**Saved entries**.
■ ■ ■ ■

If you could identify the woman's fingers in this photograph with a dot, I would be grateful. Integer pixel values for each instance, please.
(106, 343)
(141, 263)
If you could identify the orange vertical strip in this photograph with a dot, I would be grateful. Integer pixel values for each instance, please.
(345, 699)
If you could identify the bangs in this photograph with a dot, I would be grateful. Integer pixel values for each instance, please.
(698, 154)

■ ■ ■ ■

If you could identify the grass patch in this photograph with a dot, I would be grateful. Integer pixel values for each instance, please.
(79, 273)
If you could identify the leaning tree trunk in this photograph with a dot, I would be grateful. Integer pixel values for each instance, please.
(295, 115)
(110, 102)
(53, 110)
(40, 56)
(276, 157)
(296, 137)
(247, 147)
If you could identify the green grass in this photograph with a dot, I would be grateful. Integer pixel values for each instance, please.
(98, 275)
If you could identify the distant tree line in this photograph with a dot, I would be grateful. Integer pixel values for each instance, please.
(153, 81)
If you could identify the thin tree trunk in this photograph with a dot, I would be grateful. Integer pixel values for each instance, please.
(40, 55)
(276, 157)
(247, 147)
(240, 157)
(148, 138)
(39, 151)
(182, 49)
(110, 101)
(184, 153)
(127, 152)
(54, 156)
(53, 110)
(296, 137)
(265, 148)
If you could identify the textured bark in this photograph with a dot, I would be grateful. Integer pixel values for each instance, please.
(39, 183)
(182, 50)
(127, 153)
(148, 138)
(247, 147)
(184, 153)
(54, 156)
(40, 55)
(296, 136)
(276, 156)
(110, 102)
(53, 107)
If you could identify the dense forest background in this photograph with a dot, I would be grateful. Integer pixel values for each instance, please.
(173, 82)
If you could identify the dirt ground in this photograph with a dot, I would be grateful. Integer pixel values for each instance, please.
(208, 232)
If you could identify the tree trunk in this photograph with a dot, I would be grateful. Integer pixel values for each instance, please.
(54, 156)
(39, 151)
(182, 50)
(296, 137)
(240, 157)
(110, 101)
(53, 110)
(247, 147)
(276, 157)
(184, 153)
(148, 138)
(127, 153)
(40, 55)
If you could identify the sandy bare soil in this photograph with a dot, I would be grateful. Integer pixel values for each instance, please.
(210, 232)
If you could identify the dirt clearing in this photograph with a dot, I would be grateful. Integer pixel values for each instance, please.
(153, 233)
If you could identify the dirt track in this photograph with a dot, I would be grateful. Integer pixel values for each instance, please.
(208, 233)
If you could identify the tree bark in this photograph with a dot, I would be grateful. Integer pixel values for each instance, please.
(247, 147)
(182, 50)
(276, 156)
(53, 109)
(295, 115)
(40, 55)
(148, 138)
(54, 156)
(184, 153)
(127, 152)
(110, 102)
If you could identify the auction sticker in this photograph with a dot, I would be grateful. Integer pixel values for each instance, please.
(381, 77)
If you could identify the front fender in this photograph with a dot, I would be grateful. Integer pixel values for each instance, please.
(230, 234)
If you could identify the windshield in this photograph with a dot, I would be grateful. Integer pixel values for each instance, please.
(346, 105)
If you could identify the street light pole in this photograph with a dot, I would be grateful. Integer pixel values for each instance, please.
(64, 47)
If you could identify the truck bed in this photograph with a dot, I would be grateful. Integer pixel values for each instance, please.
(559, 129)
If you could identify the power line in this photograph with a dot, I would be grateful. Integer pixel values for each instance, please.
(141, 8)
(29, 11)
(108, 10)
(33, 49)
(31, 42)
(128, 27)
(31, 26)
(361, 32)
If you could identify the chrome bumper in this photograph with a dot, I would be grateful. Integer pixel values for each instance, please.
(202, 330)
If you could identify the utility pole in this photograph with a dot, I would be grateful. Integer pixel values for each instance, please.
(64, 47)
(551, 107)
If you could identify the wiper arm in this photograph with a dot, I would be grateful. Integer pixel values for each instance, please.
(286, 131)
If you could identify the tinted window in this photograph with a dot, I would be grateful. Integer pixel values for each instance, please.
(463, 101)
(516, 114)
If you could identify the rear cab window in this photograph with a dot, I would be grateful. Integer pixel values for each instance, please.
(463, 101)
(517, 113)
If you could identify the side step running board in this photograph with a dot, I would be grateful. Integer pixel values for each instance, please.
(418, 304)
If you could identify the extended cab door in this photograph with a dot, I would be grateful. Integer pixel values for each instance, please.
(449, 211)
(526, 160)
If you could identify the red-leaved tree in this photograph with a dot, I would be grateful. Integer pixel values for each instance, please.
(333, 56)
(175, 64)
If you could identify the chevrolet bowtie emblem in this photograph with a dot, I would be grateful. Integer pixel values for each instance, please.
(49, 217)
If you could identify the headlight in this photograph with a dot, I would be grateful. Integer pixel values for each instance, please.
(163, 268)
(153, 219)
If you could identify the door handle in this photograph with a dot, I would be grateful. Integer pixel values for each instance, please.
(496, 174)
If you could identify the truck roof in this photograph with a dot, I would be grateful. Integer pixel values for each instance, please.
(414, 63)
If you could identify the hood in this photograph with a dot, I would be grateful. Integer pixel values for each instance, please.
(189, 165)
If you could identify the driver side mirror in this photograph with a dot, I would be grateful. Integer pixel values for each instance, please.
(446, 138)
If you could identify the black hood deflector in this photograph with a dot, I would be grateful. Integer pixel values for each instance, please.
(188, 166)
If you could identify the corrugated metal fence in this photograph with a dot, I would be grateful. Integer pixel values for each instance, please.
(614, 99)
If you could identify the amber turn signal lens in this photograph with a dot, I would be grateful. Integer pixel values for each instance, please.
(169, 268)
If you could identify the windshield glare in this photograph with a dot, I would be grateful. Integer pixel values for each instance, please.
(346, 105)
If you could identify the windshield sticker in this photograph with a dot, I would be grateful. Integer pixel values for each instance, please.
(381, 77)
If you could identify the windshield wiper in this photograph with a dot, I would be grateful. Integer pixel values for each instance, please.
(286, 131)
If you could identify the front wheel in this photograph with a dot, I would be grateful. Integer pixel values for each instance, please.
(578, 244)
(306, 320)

■ ■ ■ ■

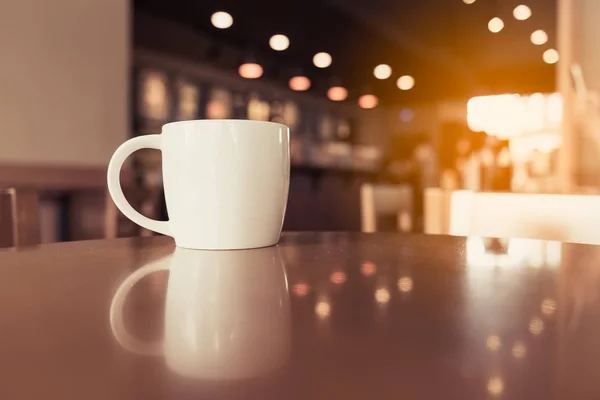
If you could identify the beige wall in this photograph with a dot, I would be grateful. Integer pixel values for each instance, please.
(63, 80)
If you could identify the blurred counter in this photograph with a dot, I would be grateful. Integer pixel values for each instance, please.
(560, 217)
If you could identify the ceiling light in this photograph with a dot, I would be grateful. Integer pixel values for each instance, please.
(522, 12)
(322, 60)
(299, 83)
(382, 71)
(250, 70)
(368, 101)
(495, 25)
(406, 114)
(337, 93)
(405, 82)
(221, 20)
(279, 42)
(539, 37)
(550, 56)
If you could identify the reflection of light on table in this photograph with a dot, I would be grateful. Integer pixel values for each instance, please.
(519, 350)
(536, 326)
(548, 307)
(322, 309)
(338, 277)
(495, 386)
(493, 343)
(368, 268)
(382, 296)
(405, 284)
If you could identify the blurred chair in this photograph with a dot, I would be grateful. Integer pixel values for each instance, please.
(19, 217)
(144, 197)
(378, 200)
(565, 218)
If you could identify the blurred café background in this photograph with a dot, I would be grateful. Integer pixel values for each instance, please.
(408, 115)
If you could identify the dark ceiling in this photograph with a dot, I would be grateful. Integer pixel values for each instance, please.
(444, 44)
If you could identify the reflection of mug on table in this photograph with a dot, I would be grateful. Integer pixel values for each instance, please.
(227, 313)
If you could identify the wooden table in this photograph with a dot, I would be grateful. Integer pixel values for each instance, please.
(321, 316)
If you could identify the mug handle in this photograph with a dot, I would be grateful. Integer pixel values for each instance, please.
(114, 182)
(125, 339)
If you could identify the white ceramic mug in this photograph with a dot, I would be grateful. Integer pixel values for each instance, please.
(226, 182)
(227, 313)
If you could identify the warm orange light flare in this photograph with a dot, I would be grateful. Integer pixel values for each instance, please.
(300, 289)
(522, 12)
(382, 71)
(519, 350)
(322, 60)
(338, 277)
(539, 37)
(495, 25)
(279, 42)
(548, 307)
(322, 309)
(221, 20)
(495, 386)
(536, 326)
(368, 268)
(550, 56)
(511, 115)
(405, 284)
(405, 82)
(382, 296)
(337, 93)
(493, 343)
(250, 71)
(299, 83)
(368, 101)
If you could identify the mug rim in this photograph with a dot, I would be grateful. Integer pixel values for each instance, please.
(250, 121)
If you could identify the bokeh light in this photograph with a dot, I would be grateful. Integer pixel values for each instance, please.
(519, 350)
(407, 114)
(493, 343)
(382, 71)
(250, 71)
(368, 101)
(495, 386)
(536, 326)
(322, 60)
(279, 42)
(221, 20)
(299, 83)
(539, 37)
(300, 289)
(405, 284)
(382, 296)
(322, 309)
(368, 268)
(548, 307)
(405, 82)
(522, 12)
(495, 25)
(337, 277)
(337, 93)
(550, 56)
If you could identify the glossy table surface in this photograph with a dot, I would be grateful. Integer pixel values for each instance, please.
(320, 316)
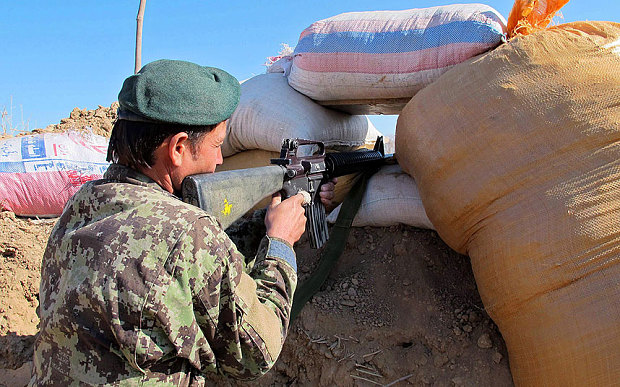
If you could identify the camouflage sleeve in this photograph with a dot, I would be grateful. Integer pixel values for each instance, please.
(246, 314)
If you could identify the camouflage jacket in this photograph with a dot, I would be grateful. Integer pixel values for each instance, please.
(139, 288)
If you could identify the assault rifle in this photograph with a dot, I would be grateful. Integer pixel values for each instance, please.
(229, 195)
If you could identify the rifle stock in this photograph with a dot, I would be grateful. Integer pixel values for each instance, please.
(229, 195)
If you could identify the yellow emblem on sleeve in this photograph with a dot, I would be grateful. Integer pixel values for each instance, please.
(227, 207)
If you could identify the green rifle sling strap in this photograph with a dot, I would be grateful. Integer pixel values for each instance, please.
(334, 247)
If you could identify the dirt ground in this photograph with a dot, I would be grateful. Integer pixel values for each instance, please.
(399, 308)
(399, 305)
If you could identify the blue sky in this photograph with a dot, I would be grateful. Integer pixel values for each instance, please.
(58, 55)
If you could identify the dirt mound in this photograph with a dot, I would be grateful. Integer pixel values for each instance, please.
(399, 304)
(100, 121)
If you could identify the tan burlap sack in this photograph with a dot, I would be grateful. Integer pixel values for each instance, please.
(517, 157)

■ ■ ■ ■

**Problem to work on**. Extract each line in the saved entries above that contains the word "background", copying every such line in full.

**Output**.
If you could identify the dense forest background in this photograph with a dot, I would be grateful. Integer pixel values for each instance, please.
If you could identify the blurred café background in this photograph with a dot, I would be grateful. Integer pixel values for each instance, please.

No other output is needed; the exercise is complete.